[Stored records]
= = = =

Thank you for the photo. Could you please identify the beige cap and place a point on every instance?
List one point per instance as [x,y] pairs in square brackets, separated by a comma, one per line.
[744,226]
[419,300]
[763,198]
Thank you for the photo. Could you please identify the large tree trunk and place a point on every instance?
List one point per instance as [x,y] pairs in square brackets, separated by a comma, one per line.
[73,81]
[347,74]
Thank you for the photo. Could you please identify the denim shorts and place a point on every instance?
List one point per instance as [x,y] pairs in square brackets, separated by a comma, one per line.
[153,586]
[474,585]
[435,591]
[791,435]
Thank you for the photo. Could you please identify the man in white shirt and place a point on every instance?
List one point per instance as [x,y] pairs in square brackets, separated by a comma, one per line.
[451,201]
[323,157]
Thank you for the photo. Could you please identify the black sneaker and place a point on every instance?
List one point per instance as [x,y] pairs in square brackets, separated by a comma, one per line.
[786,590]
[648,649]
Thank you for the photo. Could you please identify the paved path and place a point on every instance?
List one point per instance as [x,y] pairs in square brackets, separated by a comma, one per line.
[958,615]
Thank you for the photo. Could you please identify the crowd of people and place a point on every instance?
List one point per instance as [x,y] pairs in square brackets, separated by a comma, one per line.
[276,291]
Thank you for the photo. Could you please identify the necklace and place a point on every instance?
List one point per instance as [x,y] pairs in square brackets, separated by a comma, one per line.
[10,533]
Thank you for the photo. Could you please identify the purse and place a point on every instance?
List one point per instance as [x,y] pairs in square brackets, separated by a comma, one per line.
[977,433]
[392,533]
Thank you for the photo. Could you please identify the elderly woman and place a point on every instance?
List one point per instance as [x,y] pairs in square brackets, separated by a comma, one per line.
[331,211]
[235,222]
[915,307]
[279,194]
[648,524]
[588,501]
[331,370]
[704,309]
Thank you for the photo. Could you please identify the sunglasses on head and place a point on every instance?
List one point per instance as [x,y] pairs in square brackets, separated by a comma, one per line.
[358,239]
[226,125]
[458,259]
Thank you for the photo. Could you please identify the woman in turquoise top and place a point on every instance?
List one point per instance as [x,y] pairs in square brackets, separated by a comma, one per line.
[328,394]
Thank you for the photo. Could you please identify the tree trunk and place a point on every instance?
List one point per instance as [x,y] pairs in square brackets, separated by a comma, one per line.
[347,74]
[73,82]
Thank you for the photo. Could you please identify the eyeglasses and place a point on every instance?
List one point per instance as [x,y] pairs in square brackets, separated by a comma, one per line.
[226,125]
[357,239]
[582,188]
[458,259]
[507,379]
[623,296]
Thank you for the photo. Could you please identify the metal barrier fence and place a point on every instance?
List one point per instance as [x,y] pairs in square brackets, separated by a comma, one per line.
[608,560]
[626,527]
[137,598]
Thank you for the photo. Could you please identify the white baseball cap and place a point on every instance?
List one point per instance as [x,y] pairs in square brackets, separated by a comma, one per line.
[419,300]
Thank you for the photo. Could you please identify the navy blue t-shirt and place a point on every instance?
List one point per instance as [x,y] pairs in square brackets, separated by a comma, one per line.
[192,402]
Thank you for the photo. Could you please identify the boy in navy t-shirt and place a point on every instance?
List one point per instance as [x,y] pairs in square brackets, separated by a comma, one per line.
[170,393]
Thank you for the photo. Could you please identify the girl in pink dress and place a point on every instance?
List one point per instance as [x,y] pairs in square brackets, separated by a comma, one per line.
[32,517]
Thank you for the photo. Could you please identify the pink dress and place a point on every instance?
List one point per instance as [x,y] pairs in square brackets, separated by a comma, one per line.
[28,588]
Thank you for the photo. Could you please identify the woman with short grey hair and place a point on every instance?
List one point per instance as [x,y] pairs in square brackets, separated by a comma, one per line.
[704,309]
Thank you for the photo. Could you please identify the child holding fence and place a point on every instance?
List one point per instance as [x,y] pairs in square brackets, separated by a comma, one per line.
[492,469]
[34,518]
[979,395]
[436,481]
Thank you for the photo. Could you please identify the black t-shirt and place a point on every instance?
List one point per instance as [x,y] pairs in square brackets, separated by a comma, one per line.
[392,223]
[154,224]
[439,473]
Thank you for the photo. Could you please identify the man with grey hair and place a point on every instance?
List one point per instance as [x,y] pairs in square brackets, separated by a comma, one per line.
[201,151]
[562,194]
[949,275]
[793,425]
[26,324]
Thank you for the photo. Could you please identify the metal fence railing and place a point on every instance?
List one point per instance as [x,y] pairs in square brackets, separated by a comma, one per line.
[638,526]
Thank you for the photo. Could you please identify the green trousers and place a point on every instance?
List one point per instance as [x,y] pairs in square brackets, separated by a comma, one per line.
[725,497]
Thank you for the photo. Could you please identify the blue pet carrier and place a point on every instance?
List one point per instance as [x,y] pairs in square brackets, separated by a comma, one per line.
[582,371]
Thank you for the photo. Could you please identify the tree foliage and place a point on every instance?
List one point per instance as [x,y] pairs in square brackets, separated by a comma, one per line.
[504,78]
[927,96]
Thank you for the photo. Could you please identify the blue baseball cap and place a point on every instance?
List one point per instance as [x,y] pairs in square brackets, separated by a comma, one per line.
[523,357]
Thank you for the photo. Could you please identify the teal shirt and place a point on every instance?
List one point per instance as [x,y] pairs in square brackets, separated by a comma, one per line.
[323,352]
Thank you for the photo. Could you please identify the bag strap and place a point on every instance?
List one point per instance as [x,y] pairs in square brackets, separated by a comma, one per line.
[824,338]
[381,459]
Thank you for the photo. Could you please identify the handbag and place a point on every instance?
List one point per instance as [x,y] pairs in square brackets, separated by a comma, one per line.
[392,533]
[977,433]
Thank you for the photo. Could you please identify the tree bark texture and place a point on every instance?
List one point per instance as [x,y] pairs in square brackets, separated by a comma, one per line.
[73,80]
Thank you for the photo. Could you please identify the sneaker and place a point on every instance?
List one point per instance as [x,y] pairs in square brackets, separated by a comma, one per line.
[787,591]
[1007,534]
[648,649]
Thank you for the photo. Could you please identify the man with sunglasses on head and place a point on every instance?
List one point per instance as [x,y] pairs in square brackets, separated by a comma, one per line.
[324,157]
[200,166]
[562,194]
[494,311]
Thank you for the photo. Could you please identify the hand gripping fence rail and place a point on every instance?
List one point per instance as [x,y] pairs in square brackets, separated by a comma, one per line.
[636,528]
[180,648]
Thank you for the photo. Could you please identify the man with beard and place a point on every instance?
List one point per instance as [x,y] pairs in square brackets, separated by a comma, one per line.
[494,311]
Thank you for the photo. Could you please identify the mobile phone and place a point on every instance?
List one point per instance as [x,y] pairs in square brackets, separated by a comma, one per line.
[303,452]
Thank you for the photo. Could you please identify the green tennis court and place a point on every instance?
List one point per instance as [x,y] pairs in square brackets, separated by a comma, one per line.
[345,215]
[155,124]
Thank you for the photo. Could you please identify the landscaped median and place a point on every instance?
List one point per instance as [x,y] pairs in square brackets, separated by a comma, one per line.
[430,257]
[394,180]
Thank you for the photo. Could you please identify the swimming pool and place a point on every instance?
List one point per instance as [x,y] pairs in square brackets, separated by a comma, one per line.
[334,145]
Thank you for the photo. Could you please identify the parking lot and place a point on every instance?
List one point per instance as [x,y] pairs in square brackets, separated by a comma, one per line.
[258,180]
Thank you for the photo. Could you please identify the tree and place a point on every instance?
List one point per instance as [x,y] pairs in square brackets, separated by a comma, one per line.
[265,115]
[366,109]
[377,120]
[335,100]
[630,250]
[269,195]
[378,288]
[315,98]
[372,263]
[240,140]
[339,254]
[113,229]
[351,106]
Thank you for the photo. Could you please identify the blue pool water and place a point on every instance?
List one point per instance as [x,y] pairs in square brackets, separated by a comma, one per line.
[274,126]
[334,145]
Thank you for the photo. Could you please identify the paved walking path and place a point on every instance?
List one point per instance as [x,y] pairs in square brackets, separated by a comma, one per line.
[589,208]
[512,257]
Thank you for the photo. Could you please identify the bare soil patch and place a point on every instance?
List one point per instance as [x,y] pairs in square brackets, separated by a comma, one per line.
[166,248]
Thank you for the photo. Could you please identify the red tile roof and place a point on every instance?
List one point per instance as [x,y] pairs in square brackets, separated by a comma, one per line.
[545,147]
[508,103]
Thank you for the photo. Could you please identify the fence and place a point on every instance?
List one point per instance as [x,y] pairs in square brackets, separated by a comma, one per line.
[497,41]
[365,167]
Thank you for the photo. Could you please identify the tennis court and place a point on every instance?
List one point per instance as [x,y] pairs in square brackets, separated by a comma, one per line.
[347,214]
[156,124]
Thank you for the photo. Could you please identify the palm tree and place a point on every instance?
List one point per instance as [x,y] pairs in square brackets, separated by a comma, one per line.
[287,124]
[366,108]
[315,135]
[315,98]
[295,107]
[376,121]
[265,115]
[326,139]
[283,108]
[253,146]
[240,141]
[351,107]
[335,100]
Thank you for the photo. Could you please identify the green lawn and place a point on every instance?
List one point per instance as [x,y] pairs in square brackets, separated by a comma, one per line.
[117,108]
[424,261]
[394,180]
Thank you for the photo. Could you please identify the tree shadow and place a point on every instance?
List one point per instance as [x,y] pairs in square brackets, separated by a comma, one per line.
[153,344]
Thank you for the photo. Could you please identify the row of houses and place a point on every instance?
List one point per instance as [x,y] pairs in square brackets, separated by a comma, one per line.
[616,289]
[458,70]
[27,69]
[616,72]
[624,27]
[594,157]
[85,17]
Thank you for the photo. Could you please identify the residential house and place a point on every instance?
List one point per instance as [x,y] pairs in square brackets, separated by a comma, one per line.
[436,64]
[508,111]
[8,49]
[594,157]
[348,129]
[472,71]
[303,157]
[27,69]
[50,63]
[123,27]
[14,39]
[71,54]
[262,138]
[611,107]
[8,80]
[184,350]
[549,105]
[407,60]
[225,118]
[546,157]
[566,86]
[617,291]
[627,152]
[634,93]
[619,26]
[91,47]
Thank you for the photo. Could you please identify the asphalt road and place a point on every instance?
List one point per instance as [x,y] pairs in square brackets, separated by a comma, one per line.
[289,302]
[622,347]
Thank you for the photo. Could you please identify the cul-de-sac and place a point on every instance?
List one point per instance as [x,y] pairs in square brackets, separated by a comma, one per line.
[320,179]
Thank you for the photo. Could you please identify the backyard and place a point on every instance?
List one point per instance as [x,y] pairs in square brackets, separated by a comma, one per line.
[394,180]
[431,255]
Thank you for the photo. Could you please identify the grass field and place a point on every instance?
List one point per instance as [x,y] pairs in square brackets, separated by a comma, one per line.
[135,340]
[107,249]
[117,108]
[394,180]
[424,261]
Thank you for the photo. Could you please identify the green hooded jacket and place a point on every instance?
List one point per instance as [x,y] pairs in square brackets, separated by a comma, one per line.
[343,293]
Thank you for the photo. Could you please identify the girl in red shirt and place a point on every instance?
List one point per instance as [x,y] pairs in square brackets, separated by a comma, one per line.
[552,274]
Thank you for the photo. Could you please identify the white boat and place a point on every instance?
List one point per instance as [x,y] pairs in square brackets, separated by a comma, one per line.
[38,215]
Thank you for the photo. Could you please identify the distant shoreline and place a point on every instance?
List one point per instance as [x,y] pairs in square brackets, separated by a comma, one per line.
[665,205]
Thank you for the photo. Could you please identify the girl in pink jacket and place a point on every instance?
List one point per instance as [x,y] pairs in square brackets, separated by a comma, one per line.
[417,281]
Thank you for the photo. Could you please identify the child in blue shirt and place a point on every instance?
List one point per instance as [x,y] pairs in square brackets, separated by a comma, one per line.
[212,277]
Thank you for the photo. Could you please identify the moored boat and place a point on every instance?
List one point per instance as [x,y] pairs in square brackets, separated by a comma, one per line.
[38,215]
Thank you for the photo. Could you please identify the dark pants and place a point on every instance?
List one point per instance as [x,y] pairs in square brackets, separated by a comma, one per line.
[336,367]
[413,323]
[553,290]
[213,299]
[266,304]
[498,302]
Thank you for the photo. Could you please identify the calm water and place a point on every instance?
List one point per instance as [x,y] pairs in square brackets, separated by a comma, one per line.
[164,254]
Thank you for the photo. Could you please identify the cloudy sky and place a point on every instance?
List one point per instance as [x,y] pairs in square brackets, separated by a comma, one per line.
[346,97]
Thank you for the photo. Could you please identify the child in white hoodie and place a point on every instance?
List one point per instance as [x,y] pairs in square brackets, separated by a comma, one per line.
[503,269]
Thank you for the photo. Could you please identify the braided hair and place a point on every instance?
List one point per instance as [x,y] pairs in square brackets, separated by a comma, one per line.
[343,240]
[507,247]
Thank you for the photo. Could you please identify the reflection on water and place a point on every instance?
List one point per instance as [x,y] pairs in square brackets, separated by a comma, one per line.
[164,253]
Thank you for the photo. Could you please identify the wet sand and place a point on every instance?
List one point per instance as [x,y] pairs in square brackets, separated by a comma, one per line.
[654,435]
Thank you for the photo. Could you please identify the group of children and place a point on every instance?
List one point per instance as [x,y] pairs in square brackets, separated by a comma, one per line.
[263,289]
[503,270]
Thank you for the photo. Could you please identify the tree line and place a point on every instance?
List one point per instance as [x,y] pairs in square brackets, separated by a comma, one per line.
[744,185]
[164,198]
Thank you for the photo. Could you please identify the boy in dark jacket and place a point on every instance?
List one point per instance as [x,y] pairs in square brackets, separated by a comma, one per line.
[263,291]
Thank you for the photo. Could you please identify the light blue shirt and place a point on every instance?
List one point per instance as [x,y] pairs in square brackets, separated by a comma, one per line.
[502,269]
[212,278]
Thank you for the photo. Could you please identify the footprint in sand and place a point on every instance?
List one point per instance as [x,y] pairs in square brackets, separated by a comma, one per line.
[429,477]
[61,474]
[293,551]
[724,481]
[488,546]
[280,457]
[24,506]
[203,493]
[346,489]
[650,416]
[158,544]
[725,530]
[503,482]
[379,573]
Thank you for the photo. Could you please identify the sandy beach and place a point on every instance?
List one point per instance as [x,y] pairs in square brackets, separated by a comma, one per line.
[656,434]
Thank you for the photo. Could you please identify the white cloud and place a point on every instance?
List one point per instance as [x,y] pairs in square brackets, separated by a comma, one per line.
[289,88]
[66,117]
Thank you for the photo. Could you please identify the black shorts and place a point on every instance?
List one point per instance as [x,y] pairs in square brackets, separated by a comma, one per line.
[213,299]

= = = =

> **The task**: Copy, character for character, the lines from the line that holds "boy in dark" through the final line of the records above.

> **Written answer**:
Thank you for the photo. Could you please identify the boy in dark jacket and place a point on every instance?
List one point per instance as [x,y] pairs in square brackets, separated by a comma, one per line.
[263,291]
Thank you for the photo. Could you please identify the light blue shirt and place a point on every instance?
List one point per instance as [x,y] pairs in square brackets, separated by a comma, one per line.
[502,269]
[212,278]
Thank you for the photo. Could you please identify the footprint in sand and place a point on every instance?
List one point per instance as [x,y] pairs in square brackets, separated by a comma, one per line.
[429,477]
[61,474]
[293,551]
[724,481]
[488,546]
[280,457]
[24,506]
[203,493]
[346,489]
[650,416]
[158,544]
[725,530]
[503,482]
[379,573]
Thank you for the photo. Could you please identify the sandy beach and place a point on every instance?
List one point per instance as [x,y] pairs in square brackets, separated by a comma, one per line.
[656,434]
Thank you for the photo. Could you please identify the white cloud and place a point on every instance?
List one point per instance as [x,y] pairs in square brackets, separated by a comma, one per line.
[289,88]
[66,117]
Thank you for the photo. Could you please identify the black shorts and place a point on every instance?
List one point per instance as [x,y] pairs in square brackets, separated by a comma, one per line.
[213,299]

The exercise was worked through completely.